WORK INSTRUCTIONS:
Your job is to copy the data that follows exactly, every line included.

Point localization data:
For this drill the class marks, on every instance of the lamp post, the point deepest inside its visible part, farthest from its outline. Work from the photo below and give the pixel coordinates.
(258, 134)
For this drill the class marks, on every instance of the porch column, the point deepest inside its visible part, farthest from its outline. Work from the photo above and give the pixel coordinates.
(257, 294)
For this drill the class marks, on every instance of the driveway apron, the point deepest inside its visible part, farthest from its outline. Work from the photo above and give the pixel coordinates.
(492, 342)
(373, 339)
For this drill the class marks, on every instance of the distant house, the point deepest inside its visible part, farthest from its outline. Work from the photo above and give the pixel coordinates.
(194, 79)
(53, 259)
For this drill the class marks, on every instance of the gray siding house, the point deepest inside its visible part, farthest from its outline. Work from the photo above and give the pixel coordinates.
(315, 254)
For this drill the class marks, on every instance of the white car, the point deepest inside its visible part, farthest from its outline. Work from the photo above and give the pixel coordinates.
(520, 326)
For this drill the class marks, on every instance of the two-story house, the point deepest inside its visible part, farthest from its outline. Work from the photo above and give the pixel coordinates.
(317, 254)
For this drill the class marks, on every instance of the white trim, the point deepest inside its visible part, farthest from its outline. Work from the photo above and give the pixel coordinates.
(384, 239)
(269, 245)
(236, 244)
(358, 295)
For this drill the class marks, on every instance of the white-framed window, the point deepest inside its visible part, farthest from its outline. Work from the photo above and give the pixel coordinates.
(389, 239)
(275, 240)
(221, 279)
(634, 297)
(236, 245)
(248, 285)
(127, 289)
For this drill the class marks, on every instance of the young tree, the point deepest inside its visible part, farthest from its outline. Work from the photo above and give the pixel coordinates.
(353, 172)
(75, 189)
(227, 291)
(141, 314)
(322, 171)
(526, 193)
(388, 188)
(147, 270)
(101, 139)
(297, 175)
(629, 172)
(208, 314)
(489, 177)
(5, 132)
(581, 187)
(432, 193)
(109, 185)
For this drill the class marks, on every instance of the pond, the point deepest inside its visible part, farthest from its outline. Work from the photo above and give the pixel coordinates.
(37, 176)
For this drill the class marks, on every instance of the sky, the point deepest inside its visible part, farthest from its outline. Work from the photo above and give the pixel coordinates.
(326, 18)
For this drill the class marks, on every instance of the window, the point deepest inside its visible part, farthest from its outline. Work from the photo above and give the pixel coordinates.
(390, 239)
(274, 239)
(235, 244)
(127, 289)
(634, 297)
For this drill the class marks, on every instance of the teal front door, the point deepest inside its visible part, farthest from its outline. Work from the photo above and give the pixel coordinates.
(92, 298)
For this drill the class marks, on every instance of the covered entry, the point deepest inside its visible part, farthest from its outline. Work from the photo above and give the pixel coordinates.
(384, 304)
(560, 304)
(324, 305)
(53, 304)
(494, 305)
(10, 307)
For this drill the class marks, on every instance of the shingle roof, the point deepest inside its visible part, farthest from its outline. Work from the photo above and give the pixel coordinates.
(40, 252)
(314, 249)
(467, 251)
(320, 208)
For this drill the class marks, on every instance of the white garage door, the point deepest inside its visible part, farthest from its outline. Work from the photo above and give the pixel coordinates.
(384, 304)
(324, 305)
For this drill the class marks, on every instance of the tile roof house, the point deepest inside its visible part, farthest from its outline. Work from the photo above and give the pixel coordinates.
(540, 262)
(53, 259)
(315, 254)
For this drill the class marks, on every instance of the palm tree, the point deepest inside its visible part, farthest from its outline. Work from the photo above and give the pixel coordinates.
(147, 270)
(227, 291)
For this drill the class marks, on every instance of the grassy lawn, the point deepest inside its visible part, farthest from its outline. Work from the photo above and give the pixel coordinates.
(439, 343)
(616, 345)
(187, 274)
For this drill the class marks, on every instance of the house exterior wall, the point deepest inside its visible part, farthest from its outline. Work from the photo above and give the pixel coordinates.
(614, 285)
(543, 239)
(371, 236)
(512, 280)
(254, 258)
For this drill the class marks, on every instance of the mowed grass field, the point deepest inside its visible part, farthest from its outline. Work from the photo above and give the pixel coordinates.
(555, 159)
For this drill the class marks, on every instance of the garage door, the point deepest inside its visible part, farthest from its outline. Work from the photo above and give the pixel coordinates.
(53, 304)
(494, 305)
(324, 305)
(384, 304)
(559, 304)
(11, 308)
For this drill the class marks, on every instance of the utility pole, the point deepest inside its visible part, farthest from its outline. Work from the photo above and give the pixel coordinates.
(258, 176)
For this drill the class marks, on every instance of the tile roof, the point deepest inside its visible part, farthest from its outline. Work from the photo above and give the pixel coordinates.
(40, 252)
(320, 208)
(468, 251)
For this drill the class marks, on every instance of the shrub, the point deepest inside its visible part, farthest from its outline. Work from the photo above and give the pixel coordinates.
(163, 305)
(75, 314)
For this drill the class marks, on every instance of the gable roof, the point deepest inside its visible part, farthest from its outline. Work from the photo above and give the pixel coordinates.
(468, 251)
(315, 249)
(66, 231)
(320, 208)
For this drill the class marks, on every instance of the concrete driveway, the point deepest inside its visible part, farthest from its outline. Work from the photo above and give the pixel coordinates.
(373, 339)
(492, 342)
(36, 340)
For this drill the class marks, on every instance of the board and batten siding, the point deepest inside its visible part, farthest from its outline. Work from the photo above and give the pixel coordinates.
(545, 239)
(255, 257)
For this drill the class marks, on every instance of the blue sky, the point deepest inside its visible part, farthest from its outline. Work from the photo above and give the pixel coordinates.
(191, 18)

TASK SOLUTION:
For this drill the class marks, on every instance of the lamp post, the point deepest inside its visible part, farthest from its outline. Work from the photo below and give the pixel coordinates.
(258, 134)
For this drill the class marks, on every instance of the porch column, the point deepest inside its visible part, farthest from its outline. Work from the photo above and give the pixel coordinates.
(257, 294)
For this drill the class marks, on every instance of the driveway apron, the point deepest inside its visible part, farthest from its outline. Work from the photo above and give the pixel coordinates.
(492, 342)
(373, 339)
For this drill the class marks, on every instance of the distant house, the point deepest inside its visible part, farthest from its outline. Work from the photo above and give the pixel coordinates.
(194, 79)
(53, 259)
For this drill the class marks, on every instance of the gray siding house, the point deepest inside its visible part, farthest from its outline. Work from the photo above and give the pixel coordinates.
(315, 254)
For this drill the class marks, on every instance of the white car, the point deepest inside its visible part, farthest from its outline. Work from the photo above and give the pixel coordinates.
(520, 326)
For this drill the class marks, on every instance of the two-story house, the point deepest inside its visible part, farthest from its outline. Work from the photo above and give the pixel coordinates.
(317, 254)
For this drill the class marks, on every instance of the white trim, the point deepest inside its visible part, farthest from its outline. Work from the photo above and give the pixel coordinates.
(384, 239)
(269, 245)
(236, 244)
(358, 295)
For this drill the class marks, on every instance of the white-framed window, the point deepest inside its visible part, farthest from its outline. Work from the photo above and give the pixel coordinates.
(389, 239)
(275, 240)
(221, 279)
(634, 297)
(236, 245)
(248, 285)
(127, 289)
For this drill the class marks, on every instance of the young tree, the point deepest inside its visible part, farthest from its outline. Work from the photo above and give the pixel coordinates.
(353, 172)
(75, 189)
(227, 291)
(141, 314)
(322, 171)
(526, 193)
(388, 188)
(147, 270)
(101, 139)
(297, 175)
(629, 172)
(208, 314)
(489, 177)
(5, 132)
(581, 187)
(432, 193)
(109, 185)
For this drill the class marks, on every instance of the pond, the point deepest inside its visible part, farthest from its outline. Work from the photo above and give the pixel coordinates.
(37, 176)
For this drill the class marks, on every instance of the sky, the point deepest inside its visible part, farthest from its outline. Work from the photo above and give the pixel coordinates.
(326, 18)
For this drill the class marks, on every instance of the window, the point deepest inside its visible part, farthest from its outline. Work from the photo above and give the pixel coordinates.
(390, 239)
(274, 239)
(235, 244)
(127, 289)
(634, 297)
For this drill the class marks, on every instance of the teal front door, the point deepest inside its visible part, farthest from its outline. Work from the photo above and give the pixel coordinates.
(92, 298)
For this drill the class marks, on every instance of the covered entry, the point deepest inside its visible part, farthest from its outline. Work from the photo above and give the pixel coordinates.
(384, 304)
(560, 304)
(324, 305)
(53, 304)
(494, 305)
(10, 307)
For this drill the class marks, on every instance of the shingle roof, the point deepest inside its visible part, farthest from its outline. Work from the photo above and give the pixel coordinates.
(40, 252)
(314, 249)
(467, 251)
(320, 208)
For this drill the class marks, on every instance of the white garage door, the point deepest inside its visible part, farthest from its outline. Work from the photo above and give the pixel coordinates.
(384, 304)
(324, 305)
For this drill the class marks, on every instance of the tile roof house, the point deepest inside its visible part, farthest from its outline. Work from the photo above and give the pixel coordinates.
(540, 262)
(53, 259)
(315, 254)
For this drill the class marks, on every instance of the palm tree, the point deepest inside its visible part, farthest from its outline. Work from the photo above and give the pixel coordinates.
(147, 270)
(227, 291)
For this drill the class marks, on every instance of the grassy lawn, the point deepest inside its visible part, farthest from its outline. Work from the photo above and give the pixel coordinates.
(439, 343)
(616, 345)
(187, 274)
For this drill the class marks, on every instance of the house exterior wall, the point deepest inside its visible part, farthest from its outline. Work from the photo above and give the pixel coordinates.
(614, 285)
(543, 239)
(371, 236)
(512, 280)
(254, 258)
For this drill the class marks, on every instance of the mowed grass field, the point deepest inside its visible part, farthest from its outline. Work from the photo above and give the pixel coordinates.
(555, 159)
For this drill the class marks, on every instance of the garage door, the point deepest inside its visible part, farthest from its outline. Work from the photo above and give the pixel coordinates.
(53, 304)
(494, 305)
(324, 305)
(384, 304)
(559, 304)
(11, 308)
For this drill the class marks, on every instance of the utility pole, the point deepest inside its visible part, farthest from its outline. Work from the photo above and give the pixel coordinates.
(258, 176)
For this drill the class marks, on every instance of the tile roof, the point deepest inside its visible part, farthest from its outline. Work from the photo above and give the pixel coordinates.
(40, 252)
(320, 208)
(468, 251)
For this drill the class marks, on every instance of the shrub, the point deepest inside its visible part, farthest from its outline. Work from the photo above and give the pixel coordinates.
(163, 305)
(75, 314)
For this drill the class marks, on every instance of the gable roof, the point deepest inside its visible part, farthest from its outline. Work from the photo above and give the pixel coordinates.
(468, 251)
(315, 249)
(66, 231)
(320, 208)
For this drill the class marks, on every instance of the concrete driveway, the point deepest inside its visible part, farthest from its outline. Work from the photo above and give the pixel coordinates.
(373, 339)
(492, 342)
(36, 340)
For this drill the class marks, on every instance of the board and batten siding, the point deepest inside its visible part, farthest from its outline. Work from the photo above and give the pixel coordinates.
(545, 239)
(255, 257)
For this drill the class marks, on every instance of the blue sky, the point deepest inside its visible part, farthest from its outline. Work from the photo above and give the pixel coordinates.
(191, 18)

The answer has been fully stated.